* [DIRECTION]:
Reproduce the listing below without changes, except that pictures are left out.

[Point labeling examples]

- - -

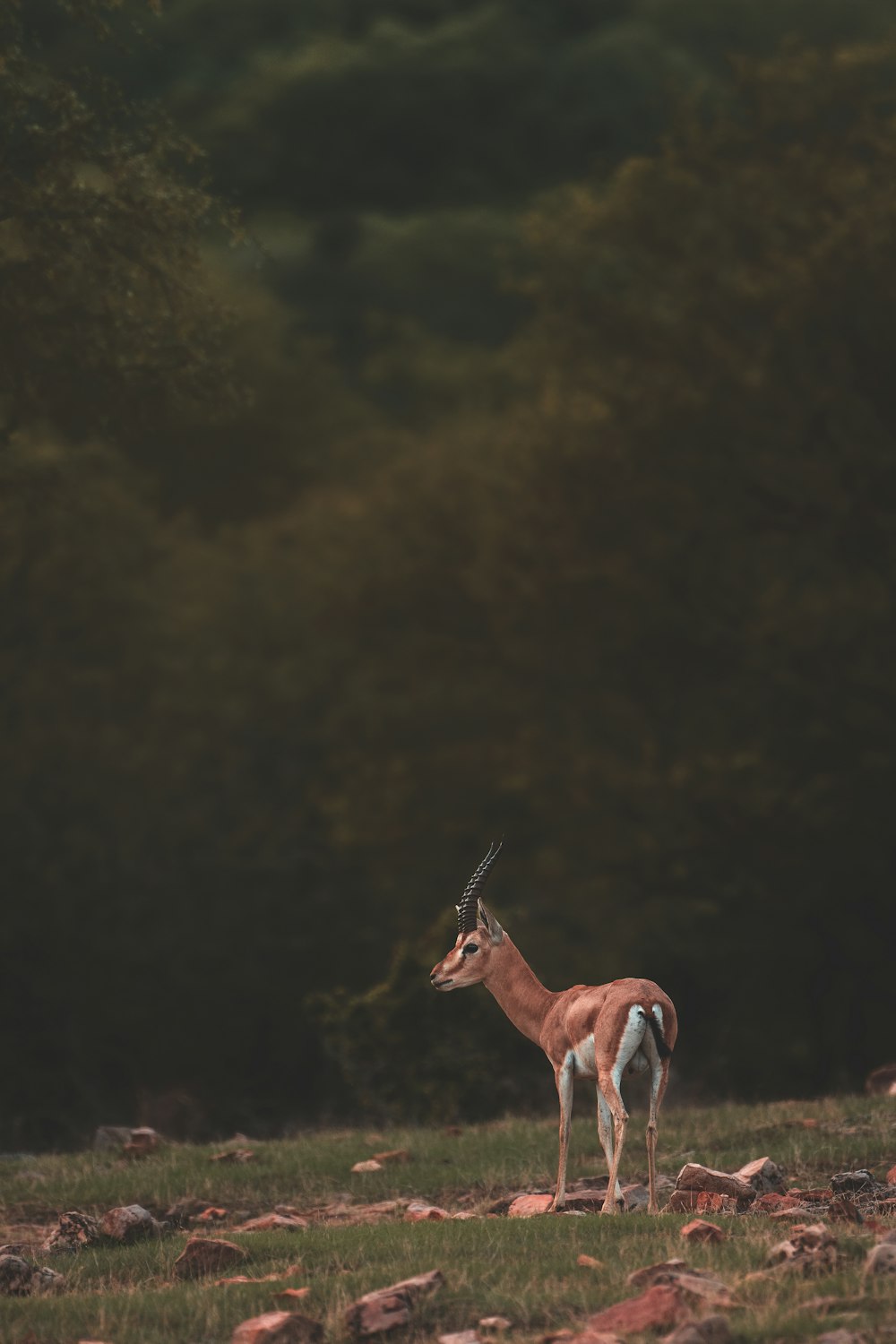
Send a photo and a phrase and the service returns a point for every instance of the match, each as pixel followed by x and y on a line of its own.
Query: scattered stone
pixel 810 1250
pixel 110 1137
pixel 882 1258
pixel 207 1255
pixel 634 1196
pixel 664 1271
pixel 386 1308
pixel 142 1144
pixel 704 1179
pixel 711 1330
pixel 882 1082
pixel 75 1230
pixel 702 1231
pixel 661 1305
pixel 129 1225
pixel 21 1279
pixel 211 1215
pixel 355 1214
pixel 417 1212
pixel 279 1328
pixel 274 1223
pixel 763 1175
pixel 527 1206
pixel 774 1204
pixel 187 1210
pixel 694 1282
pixel 857 1180
pixel 844 1210
pixel 702 1202
pixel 290 1295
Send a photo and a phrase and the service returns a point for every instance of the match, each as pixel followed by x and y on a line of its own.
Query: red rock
pixel 882 1082
pixel 763 1175
pixel 425 1214
pixel 694 1176
pixel 711 1330
pixel 386 1308
pixel 882 1258
pixel 279 1328
pixel 661 1306
pixel 774 1203
pixel 702 1231
pixel 142 1142
pixel 274 1223
pixel 128 1225
pixel 662 1271
pixel 207 1255
pixel 527 1206
pixel 74 1231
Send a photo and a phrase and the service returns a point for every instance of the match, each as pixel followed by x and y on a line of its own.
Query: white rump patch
pixel 630 1040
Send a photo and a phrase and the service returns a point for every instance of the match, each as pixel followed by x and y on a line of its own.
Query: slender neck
pixel 517 989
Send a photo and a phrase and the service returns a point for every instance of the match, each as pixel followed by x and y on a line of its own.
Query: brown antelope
pixel 589 1031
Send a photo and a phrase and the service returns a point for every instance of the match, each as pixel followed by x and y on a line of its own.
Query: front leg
pixel 563 1078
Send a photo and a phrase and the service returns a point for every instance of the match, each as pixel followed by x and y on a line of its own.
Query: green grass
pixel 521 1269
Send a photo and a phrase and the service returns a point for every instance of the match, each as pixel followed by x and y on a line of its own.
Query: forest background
pixel 425 422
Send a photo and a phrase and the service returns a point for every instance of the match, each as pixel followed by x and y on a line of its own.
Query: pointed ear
pixel 492 926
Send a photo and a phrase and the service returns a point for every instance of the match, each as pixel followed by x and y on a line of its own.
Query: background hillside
pixel 424 424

- - -

* [CORRECT RESPONSE]:
Send a photo and a phrase and the service returns a point for every instance of the match, each as pixel followed by x and y on a line of its own.
Query: scattered stone
pixel 810 1250
pixel 110 1137
pixel 882 1258
pixel 207 1255
pixel 634 1196
pixel 664 1271
pixel 386 1308
pixel 142 1144
pixel 704 1179
pixel 711 1330
pixel 882 1082
pixel 75 1230
pixel 702 1231
pixel 661 1305
pixel 129 1225
pixel 21 1279
pixel 211 1215
pixel 355 1214
pixel 417 1212
pixel 279 1328
pixel 274 1223
pixel 763 1175
pixel 527 1206
pixel 774 1204
pixel 187 1210
pixel 694 1282
pixel 857 1180
pixel 844 1210
pixel 702 1202
pixel 290 1295
Send a photo and a phrase and the service returns a point for every instance of the match, each as pixel followed by x and y on a line of its own.
Query: red rock
pixel 882 1082
pixel 763 1175
pixel 425 1214
pixel 694 1176
pixel 711 1330
pixel 386 1308
pixel 882 1258
pixel 279 1328
pixel 661 1306
pixel 774 1203
pixel 702 1231
pixel 142 1142
pixel 274 1223
pixel 128 1225
pixel 662 1271
pixel 207 1255
pixel 527 1206
pixel 74 1231
Send a photo and a phrase and the service returns a point for every instance of the match, each as pixel followed by x and y on a line of its own.
Query: white rump patch
pixel 630 1040
Send a photo and a phrase and the service returns a point for every instance of the match, each as pixel followed by x and y on a line of its own.
Query: slender neck
pixel 517 989
Send a photo and a phrase and the service returns a point for every instance of the match, each as pixel followed by x and y on a line of its own.
Query: brown antelope
pixel 589 1031
Send a photo and a phrase and the service returns a point for every instance of the match, each as pixel followed by x and y on a line of its own.
Query: front leg
pixel 563 1078
Send a photo and a phrase and the service returns a point for every instance of the match, each as pixel followed by x and y on a line of its own.
Query: green grass
pixel 521 1269
Send a photo and a phrase and the service returns a point for every instance of the match, each as pixel followed by x and y on a line of its own.
Query: forest background
pixel 425 422
Send a photo and a phrase and the service returns a point for every instance of the match, each as pixel followed by x and y on a line of its own.
Query: pointed ear
pixel 492 926
Send a photo and a phrase and the service returns a point for every instance of the match, each as pixel followed by x and y on a line of its own.
Query: background hillside
pixel 424 424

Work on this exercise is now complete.